To be done: Count how many lines in the material below contain the string "target", with uppercase and lowercase letters treated as different. Give only the number.

Dataset records:
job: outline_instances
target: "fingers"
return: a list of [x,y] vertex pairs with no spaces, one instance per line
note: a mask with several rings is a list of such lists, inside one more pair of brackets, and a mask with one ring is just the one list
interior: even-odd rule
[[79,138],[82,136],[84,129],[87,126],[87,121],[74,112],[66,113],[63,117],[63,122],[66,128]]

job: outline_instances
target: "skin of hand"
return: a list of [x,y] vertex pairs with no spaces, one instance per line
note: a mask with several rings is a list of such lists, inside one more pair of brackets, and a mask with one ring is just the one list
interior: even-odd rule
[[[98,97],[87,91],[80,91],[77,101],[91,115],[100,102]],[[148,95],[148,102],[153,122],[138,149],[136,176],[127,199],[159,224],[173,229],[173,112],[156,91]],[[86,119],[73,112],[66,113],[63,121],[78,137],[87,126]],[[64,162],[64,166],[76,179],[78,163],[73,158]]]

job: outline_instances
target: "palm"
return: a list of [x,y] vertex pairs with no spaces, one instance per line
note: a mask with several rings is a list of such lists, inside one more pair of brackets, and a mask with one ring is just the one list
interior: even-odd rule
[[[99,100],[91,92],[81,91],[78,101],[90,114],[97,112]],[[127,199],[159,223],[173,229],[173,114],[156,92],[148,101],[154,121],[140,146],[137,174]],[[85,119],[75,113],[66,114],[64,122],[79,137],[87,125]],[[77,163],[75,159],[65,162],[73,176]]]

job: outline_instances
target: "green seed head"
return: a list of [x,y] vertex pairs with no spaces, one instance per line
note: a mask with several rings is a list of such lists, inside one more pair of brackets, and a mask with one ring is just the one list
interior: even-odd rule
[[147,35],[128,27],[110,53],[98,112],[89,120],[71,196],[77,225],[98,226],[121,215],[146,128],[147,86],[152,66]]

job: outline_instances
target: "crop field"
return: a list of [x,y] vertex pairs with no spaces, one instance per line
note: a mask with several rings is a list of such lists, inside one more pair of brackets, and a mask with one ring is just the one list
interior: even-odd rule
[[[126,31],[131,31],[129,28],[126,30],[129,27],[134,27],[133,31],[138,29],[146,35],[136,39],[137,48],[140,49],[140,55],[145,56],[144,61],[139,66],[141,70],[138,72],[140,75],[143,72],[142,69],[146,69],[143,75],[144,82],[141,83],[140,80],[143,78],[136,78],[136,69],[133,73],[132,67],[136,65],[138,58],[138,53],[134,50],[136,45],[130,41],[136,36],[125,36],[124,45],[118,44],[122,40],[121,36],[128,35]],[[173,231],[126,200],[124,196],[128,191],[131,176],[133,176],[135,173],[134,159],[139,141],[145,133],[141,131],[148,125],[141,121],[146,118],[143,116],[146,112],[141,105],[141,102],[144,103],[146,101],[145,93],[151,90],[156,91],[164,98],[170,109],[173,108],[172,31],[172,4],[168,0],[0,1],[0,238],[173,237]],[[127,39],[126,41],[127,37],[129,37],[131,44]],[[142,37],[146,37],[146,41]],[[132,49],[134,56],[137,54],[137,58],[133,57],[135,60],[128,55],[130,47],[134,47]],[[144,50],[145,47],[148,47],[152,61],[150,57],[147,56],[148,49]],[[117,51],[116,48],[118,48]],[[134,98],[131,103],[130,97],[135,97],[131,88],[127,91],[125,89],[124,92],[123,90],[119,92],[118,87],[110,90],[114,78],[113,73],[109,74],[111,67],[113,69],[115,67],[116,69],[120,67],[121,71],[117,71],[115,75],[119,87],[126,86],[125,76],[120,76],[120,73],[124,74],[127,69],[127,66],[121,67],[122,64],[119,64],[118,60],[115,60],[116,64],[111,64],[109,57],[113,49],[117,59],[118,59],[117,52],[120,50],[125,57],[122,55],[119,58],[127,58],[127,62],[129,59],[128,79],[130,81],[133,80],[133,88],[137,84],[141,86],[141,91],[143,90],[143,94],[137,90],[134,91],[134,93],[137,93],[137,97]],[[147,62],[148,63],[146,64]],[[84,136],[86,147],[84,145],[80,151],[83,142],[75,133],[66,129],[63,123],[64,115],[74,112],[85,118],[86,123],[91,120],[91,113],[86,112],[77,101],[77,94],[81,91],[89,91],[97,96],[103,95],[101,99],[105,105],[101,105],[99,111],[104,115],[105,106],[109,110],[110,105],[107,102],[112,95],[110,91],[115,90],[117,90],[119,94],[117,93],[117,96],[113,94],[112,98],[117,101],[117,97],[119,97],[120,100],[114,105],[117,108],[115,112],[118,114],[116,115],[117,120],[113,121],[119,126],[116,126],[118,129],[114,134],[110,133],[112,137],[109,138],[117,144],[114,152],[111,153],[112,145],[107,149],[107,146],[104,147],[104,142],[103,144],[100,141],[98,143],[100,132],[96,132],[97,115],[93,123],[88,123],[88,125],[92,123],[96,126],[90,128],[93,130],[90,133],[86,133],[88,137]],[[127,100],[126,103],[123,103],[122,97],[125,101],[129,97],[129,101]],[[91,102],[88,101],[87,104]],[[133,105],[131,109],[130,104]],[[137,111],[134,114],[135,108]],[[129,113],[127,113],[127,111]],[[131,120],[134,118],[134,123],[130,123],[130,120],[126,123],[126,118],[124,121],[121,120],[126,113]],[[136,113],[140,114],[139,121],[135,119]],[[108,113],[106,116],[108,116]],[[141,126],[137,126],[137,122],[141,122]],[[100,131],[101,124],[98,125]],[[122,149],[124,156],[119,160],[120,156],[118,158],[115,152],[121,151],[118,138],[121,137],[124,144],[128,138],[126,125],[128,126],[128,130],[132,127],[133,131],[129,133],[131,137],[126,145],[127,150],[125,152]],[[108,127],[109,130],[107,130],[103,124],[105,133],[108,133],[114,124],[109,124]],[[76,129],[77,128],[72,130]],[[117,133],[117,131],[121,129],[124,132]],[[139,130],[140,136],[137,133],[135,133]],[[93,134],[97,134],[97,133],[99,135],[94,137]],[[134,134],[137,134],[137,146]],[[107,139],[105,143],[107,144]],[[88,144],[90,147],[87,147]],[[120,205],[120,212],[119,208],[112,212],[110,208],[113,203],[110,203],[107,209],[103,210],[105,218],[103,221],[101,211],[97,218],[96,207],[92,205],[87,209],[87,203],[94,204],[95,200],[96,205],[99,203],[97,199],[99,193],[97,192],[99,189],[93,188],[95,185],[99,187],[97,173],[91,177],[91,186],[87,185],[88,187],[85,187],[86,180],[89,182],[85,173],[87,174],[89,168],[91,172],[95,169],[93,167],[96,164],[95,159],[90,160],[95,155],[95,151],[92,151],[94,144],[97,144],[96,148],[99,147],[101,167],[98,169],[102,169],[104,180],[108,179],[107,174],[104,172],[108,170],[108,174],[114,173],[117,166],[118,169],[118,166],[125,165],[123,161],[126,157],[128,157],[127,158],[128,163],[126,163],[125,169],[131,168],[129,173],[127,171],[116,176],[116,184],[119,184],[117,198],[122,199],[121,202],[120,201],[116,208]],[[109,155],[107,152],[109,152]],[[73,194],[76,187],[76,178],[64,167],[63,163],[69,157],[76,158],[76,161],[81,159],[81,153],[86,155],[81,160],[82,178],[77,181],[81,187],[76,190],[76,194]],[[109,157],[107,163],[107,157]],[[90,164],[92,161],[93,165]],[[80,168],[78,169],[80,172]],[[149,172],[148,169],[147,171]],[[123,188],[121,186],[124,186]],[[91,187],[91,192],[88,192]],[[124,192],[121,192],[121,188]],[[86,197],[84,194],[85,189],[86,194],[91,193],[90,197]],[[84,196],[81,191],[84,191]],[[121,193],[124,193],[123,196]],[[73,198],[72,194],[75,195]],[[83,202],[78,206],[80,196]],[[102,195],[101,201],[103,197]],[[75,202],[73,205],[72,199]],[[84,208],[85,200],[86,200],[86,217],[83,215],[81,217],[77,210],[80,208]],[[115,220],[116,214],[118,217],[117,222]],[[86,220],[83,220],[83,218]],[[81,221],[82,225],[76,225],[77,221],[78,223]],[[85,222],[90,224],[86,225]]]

Correct output: 5